** Begin Given passage **

The University of Nevada, Reno’s Mathewson-IGT Knowledge Center recently received top honors, along with Temple University’s Alter Hall, for the “Best Education AV Project” in the country, a 2009 PRO AV (audiovisual) Spotlight Award.
The 300,000-square-foot facility contains more than 1 million volumes, with the capacity to hold 2 million. The judges for the PRO AV Spotlight Awards were particularly impressed with the Center’s all-fiber high-definition (HD) distribution system.
“Our consulting firm, Wrightson, Johnson, Haddon & Williams, designed the building’s AV systems to utilize HD-SDI over fiber,” explained Steve Zink, the University’s vice president of information technology.
The system allows for high-quality audiovisual transmission and use throughout the building, including in the 168-seat Wells Fargo Auditorium that features surround-sound, three-screen HD projection, and video capture and streaming. There is also the Digital Studio Classroom where table microphones auto-steer Sony HD cameras, an Orion nine-monitor video-wall and two HD videoconferencing suites.
Besides the “education” category, the PRO AV Spotlight Awards included recognition of corporations, health-care providers, museums, government, churches and others. The judges stated that the education category was the most competitive of all, but that they chose Nevada’s and Temple’s projects based on their demonstrated innovation, collaboration and appreciable return on investment.
Pro AV stated of all their award winners, “They're the result of successful coordination among AV integrator, consultant, architect, end-user, and other parties. And they demonstrably enhance the lives, businesses, education, spirituality, and enjoyment of the winners' clients and their clients' clients.”
Noting that the Knowledge Center was the University’s most ambitious construction project in its century-plus history, Zink said that it is indeed designed to be a resource for the entire community, not just the University.

** End Given passage **

Set tasks:
[A] Do these statements agree with the Knowledge Center article? Answer yes or no for each, quoting the words of the article that decide it.
(i) The facility has room for 2 million volumes.
(ii) The Wells Fargo Auditorium seats 200 people.
(iii) The judges called the education category the least competitive one.
[B] Rewrite everything from "The system allows" down to "HD videoconferencing suites." in the Knowledge Center article, putting "Media Lab" in place of "Digital Studio Classroom".
[C] Answer these questions from the Knowledge Center article:
(i) Which other building shared the "Best Education AV Project" honor?
(ii) What position does Steve Zink hold at the University?
(iii) How many monitors make up the Orion video-wall?
The material that comes next stands apart from the Knowledge Center article.

** Begin Data listing **

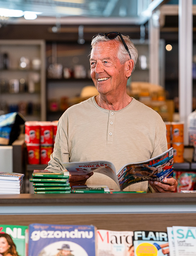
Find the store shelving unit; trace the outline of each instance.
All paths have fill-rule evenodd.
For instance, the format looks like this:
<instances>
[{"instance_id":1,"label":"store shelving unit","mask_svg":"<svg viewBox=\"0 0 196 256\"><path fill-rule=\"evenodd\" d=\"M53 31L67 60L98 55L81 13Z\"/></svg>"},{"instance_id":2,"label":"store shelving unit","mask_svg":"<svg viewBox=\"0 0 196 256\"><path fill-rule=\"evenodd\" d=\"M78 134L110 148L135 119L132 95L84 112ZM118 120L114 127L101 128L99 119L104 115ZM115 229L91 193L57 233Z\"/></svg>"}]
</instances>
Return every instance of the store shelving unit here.
<instances>
[{"instance_id":1,"label":"store shelving unit","mask_svg":"<svg viewBox=\"0 0 196 256\"><path fill-rule=\"evenodd\" d=\"M194 193L1 195L0 205L2 224L92 224L160 231L172 225L196 226Z\"/></svg>"},{"instance_id":2,"label":"store shelving unit","mask_svg":"<svg viewBox=\"0 0 196 256\"><path fill-rule=\"evenodd\" d=\"M46 118L45 93L45 46L43 40L0 40L0 53L7 53L7 66L1 67L0 104L4 114L18 110L27 120L45 120ZM24 57L29 65L21 67L19 60ZM35 58L40 60L38 68L32 65ZM19 87L15 92L10 80L25 81L24 89ZM6 84L3 89L3 81ZM31 85L30 86L30 84ZM24 85L23 85L24 86ZM34 87L34 88L30 86ZM23 104L22 109L17 109ZM11 106L14 107L12 109Z\"/></svg>"}]
</instances>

** End Data listing **

Solutions to the tasks:
[A]
(i) Yes: "with the capacity to hold 2 million"
(ii) No: "the 168-seat Wells Fargo Auditorium"
(iii) No: "the education category was the most competitive of all"

[B]
The system allows for high-quality audiovisual transmission and use throughout the building, including in the 168-seat Wells Fargo Auditorium that features surround-sound, three-screen HD projection, and video capture and streaming. There is also the Media Lab where table microphones auto-steer Sony HD cameras, an Orion nine-monitor video-wall and two HD videoconferencing suites.

[C]
(i) Temple University's Alter Hall
(ii) Vice president of information technology
(iii) Nine